§ TASK SET
**A.** Retype the stretch of the essay on Notre Dame from "In 1226 A.D., at" through "the Modern Age.".
**B.** According to the essay on Notre Dame, in what year did the bishops of Rome and Constantinople exchange excommunications?
**C.** Proceed with the essay on Notre Dame, writing on from its final sentence.

§ EXCERPT PROVIDED
#####
In 1226 A.D., at the time Francis went to his eternal reward, Notre Dame de Paris was about to be completed after two or three centuries of construction. Two-hundred years before in 1054 A.D., the bishops of Rome and Constantinople exchanged excommunications and the Church was divided. Back then, Africa was already lost to Islam and so was most of the Middle East and Asia. When the Churches of the Orient left the communion with the West, the Roman Church was gradually exposed to more and more internal corruption and external attacks. Those were, in my opinion, the times when the seeds of Modernism were sown. Five centuries later, the German Reformation dealt an even bigger blow, dividing European Christians in myriads of sects. The egg of the serpent hatched in time for the beginning of the Modern Age.
So, the damage done to Notre Dame is terrible but it is small potatoes compared to the brutal blows the Church has endured in the last thousand years. The pitiful, pedantic promise of Monsieur Macron to rebuild that magnificent building in five years seems to me like a pathetic cheap copy of St. Francis’ mission. Who knows what ugly results that pompous presidential resolution will bring!
Modernism knows how to “deconstruct” —a modern euphemism for what we know as “destruction”— and it surely knows how to make everything ugly. The Modernists are masters of building on shifting sand. The invincible Christian spirit built the great cathedrals of the Middle Ages. It was the Christians who turned the remains of the Roman Empire into Christendom. What the Modernists have done is to turn Christendom into a barbaric global empire that crushes the human soul.
#####
§ DATASET CONTENT
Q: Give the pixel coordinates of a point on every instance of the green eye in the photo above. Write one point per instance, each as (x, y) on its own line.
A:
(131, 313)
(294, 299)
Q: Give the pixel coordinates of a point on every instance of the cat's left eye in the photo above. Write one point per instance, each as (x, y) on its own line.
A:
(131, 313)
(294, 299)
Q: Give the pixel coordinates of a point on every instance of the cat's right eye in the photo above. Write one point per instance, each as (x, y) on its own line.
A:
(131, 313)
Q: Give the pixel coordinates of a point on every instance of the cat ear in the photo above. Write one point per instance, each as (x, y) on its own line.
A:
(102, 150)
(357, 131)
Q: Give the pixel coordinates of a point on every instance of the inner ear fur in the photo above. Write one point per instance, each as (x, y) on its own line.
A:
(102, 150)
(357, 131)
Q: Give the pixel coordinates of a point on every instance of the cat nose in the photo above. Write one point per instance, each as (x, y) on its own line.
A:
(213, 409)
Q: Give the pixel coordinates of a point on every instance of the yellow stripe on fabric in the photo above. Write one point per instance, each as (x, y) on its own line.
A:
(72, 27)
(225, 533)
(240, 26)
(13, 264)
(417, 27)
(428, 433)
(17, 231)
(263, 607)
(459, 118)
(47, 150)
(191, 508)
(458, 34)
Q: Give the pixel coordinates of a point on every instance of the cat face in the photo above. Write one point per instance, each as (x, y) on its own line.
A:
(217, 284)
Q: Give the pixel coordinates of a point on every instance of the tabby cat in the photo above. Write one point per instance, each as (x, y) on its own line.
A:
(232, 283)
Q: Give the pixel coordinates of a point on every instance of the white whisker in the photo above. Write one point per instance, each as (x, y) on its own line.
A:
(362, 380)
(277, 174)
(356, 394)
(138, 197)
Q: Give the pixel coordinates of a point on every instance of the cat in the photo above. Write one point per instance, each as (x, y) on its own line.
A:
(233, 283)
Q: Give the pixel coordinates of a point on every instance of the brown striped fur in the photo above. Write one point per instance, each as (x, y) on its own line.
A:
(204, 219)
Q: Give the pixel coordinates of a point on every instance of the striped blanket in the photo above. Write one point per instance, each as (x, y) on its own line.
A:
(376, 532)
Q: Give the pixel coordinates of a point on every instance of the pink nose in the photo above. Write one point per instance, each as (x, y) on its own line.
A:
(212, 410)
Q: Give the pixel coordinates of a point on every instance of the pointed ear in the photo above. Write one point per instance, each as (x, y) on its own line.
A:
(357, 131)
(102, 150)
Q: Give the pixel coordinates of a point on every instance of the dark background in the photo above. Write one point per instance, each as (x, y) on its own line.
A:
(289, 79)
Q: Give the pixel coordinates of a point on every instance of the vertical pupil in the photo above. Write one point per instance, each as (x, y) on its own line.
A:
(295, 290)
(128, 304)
#####
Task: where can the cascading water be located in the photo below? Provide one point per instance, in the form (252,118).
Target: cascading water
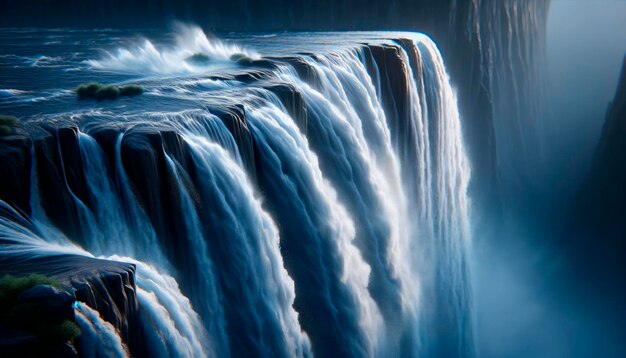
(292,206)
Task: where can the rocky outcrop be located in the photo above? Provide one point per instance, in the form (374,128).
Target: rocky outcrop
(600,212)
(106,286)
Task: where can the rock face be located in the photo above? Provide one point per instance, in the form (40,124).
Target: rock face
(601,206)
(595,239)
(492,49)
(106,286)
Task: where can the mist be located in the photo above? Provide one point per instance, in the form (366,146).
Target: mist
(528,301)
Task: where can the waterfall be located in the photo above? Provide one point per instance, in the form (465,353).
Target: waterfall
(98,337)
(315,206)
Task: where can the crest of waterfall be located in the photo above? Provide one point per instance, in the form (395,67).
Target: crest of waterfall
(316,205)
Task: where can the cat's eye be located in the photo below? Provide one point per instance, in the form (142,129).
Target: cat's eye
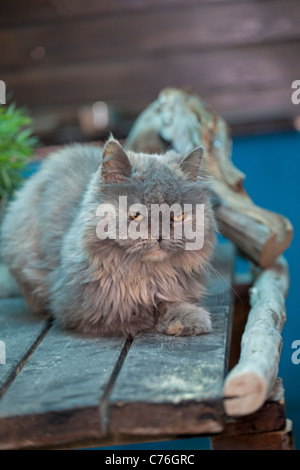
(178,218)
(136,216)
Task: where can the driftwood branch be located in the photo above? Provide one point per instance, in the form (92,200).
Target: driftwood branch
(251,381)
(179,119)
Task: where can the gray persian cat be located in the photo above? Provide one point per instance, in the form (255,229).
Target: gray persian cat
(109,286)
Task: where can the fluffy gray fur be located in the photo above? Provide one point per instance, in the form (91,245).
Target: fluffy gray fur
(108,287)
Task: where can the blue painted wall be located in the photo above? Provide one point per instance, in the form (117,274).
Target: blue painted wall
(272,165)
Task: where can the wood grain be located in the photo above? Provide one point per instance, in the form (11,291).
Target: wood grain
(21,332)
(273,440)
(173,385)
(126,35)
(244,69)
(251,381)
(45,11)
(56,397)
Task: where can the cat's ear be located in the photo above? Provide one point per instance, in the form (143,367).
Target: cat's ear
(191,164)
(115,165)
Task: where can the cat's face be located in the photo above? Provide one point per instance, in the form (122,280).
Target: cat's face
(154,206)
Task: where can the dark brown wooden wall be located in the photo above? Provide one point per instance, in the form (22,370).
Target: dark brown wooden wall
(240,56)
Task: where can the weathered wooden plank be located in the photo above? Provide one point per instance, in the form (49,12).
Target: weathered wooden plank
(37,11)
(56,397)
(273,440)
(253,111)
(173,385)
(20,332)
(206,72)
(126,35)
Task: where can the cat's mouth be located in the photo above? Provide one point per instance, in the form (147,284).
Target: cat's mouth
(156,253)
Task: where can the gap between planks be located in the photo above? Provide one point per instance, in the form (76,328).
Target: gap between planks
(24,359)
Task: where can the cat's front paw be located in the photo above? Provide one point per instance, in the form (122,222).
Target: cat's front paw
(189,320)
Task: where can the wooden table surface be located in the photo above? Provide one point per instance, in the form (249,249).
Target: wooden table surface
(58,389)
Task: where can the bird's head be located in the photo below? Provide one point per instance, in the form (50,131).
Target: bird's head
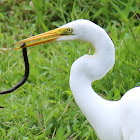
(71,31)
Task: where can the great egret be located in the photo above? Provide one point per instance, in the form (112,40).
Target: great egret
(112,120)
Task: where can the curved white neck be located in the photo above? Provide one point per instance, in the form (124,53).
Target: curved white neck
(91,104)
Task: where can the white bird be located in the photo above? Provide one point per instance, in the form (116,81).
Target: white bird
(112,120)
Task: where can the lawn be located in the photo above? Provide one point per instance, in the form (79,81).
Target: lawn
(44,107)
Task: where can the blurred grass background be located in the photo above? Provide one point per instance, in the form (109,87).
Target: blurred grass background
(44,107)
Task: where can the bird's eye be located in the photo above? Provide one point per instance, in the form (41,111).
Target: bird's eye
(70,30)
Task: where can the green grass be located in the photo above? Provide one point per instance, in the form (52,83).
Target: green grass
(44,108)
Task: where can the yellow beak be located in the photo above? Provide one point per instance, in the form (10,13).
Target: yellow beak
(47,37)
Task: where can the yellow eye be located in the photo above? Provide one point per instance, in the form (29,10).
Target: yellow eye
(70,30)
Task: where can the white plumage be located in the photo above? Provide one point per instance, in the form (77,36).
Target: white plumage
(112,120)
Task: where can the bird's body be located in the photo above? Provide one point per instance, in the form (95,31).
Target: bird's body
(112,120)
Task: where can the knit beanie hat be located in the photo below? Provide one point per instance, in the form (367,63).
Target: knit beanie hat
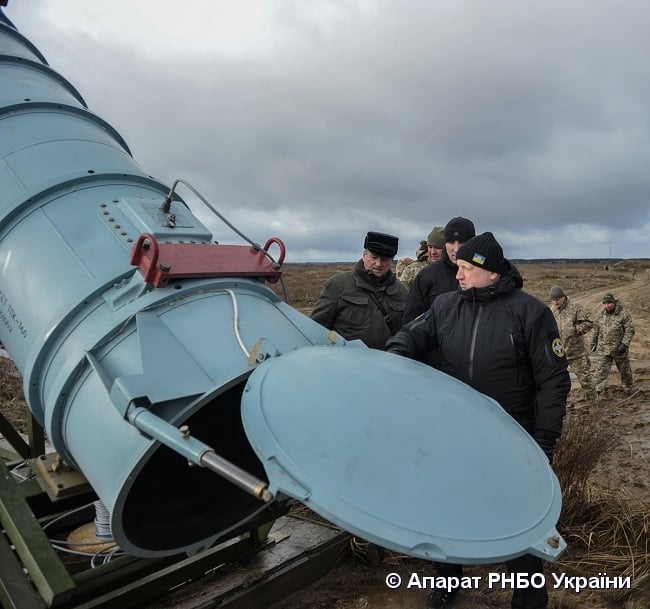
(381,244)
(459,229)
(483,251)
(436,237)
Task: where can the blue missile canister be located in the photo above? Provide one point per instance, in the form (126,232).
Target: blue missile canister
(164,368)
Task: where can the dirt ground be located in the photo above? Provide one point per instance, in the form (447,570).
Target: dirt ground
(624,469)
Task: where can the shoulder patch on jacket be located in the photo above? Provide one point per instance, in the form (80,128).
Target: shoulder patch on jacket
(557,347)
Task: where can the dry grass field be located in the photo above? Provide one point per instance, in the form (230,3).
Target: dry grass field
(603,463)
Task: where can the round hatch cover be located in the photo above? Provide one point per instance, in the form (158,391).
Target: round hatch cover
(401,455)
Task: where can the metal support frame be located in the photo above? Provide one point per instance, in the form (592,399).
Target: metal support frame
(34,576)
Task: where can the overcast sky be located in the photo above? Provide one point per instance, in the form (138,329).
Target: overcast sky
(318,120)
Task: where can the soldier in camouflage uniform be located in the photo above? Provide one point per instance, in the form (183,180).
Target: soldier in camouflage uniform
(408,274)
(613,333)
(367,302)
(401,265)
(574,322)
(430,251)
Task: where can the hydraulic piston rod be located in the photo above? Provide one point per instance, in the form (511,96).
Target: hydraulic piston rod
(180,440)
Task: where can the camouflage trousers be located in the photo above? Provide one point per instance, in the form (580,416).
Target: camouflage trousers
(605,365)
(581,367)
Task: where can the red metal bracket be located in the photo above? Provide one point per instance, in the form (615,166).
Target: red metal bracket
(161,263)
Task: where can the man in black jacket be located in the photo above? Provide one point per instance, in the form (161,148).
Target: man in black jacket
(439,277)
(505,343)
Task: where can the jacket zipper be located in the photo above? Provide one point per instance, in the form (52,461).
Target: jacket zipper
#####
§ ANSWERS TO THE EXERCISES
**A.**
In 1226 A.D., at the time Francis went to his eternal reward, Notre Dame de Paris was about to be completed after two or three centuries of construction. Two-hundred years before in 1054 A.D., the bishops of Rome and Constantinople exchanged excommunications and the Church was divided. Back then, Africa was already lost to Islam and so was most of the Middle East and Asia. When the Churches of the Orient left the communion with the West, the Roman Church was gradually exposed to more and more internal corruption and external attacks. Those were, in my opinion, the times when the seeds of Modernism were sown. Five centuries later, the German Reformation dealt an even bigger blow, dividing European Christians in myriads of sects. The egg of the serpent hatched in time for the beginning of the Modern Age.

**B.** 1054 A.D.

**C.**
This destructive fire has centered the world’s attention in one of the great marvels of the Christian world of long ago. To me, it is a reminder of a glorious time when the Church extended its wings from the confines of Russia all the way to Ireland. In those days, the Cathedrals were really Catholic. The buildings housed the Sacraments available to Christians all over the world. Those were built not by a construction company or some talented architect but truly by generations of faithful workers spanning several centuries. The work was truly Catholic extending both in space and time.
The time is coming, a third millennium, when we will have to rebuild that holy realm by the grace of God. Many men and women like St. Francis will rise and work with God in lifting the Church to new heights. The whole Earth is drenched generously with the blood of holy martyrs. That is a sure sign that the Church will grow again after these trials.
“Very truly I tell you, whoever believes in me will do the works I have been doing, and they will do even greater things than these, because I am going to the Father. And I will do whatever you ask in my name, so that the Father may be glorified in the Son. You may ask me for anything in my name, and I will do it.” (John 14:12-14, NIV)
Good Lord Jesus, please give us the strength to restore thy Church!